### What you are asked to do
If a line below contains "brown", count it; then state how many such lines there are, and nothing else.

Start of Block

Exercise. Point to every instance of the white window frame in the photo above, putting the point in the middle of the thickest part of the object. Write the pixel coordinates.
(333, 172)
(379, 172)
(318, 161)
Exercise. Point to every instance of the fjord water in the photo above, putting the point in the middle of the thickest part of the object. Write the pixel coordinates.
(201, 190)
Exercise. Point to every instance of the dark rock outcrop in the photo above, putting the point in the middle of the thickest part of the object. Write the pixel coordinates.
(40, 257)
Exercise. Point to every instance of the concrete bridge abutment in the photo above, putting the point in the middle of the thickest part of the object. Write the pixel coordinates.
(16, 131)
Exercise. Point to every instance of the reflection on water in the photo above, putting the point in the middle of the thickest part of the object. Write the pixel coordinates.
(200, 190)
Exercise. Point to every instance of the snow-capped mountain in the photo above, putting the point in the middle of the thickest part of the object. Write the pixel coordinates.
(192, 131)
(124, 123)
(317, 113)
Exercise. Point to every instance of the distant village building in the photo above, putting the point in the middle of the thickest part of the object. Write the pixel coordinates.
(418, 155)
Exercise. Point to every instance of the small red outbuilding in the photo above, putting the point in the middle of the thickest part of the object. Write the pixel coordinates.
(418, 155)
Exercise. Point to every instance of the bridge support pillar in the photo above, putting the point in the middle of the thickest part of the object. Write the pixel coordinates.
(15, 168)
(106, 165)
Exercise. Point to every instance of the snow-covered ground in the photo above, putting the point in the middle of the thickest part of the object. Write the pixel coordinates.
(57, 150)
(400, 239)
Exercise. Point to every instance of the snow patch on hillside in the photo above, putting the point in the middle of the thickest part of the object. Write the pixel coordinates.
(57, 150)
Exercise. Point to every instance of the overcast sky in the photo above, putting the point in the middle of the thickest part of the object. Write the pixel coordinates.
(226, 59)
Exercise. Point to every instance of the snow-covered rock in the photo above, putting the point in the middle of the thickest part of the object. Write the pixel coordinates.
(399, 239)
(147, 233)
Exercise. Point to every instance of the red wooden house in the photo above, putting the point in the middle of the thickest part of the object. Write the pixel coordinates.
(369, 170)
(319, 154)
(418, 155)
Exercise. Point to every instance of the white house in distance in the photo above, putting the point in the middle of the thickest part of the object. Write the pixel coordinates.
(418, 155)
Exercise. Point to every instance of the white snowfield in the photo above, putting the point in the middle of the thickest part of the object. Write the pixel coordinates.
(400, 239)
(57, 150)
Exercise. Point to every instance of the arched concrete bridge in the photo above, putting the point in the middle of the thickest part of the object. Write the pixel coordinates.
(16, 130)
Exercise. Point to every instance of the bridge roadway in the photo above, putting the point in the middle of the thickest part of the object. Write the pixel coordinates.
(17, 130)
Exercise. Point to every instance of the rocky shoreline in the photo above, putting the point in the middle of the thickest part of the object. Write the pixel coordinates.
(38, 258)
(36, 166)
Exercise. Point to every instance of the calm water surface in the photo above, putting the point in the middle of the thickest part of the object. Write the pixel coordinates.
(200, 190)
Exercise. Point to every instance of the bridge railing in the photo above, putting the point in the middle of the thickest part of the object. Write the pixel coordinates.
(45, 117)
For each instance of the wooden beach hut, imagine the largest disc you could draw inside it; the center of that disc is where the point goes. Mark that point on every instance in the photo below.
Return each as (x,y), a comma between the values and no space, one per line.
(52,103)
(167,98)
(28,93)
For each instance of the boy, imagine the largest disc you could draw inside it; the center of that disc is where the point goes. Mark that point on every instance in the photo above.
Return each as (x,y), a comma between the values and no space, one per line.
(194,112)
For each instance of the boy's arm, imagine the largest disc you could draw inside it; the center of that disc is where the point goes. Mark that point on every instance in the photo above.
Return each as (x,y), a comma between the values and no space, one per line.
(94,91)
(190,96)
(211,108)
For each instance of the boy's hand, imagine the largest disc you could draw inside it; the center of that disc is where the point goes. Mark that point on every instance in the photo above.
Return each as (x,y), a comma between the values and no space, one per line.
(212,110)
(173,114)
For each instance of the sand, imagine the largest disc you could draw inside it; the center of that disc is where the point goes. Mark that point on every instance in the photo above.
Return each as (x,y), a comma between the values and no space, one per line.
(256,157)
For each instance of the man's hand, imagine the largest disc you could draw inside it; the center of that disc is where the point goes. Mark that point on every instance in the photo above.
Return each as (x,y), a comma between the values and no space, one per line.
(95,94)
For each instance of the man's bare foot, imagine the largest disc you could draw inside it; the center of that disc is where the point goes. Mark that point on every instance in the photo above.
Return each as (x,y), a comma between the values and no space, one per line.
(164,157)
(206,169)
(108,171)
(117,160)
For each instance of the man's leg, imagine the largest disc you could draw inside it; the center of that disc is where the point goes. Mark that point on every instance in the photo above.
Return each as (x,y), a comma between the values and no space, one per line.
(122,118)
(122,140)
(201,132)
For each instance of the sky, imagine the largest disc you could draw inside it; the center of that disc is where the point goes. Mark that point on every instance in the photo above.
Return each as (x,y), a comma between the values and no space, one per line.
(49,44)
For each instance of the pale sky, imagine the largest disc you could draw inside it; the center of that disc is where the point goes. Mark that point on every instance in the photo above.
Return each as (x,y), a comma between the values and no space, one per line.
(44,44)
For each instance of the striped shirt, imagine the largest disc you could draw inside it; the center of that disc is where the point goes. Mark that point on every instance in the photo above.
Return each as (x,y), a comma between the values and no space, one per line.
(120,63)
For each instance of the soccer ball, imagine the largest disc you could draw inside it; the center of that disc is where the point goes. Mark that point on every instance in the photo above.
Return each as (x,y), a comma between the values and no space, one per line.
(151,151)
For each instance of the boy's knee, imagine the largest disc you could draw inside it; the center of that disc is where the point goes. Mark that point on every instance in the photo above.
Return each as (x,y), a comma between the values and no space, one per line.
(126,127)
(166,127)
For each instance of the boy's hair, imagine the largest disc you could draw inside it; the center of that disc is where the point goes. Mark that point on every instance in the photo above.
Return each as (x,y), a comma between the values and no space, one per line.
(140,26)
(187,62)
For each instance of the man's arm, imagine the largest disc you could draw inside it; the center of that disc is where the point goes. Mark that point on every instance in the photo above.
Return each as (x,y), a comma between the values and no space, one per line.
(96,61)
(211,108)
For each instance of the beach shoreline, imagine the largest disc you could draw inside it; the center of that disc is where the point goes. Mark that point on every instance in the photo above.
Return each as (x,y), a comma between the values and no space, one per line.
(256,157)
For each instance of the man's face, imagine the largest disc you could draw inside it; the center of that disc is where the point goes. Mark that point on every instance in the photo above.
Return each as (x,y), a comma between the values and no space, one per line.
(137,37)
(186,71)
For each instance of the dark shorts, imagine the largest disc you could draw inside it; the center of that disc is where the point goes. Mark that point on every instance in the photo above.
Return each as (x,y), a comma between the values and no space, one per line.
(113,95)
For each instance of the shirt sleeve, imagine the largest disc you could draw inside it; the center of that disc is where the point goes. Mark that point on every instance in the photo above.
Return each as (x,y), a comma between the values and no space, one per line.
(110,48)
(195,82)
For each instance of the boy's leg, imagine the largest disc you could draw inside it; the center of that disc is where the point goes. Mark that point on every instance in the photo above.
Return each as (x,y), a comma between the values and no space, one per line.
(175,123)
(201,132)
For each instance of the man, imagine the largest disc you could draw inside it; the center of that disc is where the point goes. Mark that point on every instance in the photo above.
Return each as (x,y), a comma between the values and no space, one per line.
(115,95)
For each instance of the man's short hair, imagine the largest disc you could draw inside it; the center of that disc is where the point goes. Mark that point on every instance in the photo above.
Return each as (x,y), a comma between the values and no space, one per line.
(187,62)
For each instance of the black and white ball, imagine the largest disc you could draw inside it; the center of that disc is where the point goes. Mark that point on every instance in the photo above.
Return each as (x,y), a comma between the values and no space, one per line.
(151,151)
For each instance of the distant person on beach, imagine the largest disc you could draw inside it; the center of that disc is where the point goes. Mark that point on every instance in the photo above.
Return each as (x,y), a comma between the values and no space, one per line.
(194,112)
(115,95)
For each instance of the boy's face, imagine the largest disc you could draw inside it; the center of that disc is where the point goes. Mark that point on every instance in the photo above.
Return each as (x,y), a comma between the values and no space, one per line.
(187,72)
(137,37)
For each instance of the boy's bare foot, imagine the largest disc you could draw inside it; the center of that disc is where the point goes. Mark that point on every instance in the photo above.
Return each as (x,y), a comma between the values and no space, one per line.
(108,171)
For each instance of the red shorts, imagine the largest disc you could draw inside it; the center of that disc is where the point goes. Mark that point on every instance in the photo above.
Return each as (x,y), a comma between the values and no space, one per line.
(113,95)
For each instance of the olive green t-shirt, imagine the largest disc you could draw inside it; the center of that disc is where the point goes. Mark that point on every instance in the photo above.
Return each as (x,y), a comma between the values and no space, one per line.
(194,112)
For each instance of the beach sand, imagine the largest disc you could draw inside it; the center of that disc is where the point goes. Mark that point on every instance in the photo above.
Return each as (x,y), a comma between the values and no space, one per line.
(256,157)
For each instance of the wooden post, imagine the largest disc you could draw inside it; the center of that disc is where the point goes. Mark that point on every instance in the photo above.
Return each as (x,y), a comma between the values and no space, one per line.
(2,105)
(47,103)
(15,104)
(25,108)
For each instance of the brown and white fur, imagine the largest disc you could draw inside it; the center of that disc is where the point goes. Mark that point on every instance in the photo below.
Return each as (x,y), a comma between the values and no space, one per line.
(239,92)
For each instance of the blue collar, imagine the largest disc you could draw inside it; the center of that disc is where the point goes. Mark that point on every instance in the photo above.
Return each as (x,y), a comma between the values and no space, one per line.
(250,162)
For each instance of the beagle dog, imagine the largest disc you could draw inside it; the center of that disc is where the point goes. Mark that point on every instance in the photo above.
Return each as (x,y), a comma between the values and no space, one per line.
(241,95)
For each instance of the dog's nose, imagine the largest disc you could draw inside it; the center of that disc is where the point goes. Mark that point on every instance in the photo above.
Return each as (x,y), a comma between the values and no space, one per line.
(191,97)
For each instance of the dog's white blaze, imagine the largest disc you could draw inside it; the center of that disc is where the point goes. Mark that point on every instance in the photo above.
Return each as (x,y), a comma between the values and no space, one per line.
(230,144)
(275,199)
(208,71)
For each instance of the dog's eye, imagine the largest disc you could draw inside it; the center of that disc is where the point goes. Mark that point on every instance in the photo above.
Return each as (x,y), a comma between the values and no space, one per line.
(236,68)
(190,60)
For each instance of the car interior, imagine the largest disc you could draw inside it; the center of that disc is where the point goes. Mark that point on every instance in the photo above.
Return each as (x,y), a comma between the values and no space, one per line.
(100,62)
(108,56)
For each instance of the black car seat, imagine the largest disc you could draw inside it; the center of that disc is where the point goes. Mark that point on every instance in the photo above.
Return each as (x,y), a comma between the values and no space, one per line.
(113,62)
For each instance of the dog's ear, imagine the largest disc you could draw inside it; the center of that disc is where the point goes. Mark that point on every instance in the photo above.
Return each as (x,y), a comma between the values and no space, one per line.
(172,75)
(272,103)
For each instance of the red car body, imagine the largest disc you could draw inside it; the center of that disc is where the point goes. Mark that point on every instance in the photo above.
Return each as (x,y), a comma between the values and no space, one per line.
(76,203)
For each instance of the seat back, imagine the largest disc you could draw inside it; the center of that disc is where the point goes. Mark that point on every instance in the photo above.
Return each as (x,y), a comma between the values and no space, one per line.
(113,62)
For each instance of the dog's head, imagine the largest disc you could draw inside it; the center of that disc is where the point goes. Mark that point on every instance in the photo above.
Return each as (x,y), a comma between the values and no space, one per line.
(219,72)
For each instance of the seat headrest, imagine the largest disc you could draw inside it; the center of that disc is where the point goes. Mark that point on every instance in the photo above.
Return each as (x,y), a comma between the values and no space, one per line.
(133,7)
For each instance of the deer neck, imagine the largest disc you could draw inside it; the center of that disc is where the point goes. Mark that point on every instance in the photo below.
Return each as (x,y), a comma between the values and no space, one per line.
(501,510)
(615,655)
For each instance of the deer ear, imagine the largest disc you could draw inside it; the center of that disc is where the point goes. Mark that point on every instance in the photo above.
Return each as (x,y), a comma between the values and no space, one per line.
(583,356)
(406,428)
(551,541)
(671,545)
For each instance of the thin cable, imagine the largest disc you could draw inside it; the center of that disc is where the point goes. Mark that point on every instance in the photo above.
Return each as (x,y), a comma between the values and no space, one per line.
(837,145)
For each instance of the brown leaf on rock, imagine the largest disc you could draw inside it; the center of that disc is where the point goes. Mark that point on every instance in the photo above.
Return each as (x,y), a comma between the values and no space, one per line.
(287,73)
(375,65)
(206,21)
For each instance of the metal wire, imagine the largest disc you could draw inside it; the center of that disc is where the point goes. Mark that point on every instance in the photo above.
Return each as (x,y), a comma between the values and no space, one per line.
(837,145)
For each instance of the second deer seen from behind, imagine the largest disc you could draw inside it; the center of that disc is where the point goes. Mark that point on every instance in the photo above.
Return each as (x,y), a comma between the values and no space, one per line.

End of Block

### Finished exercise
2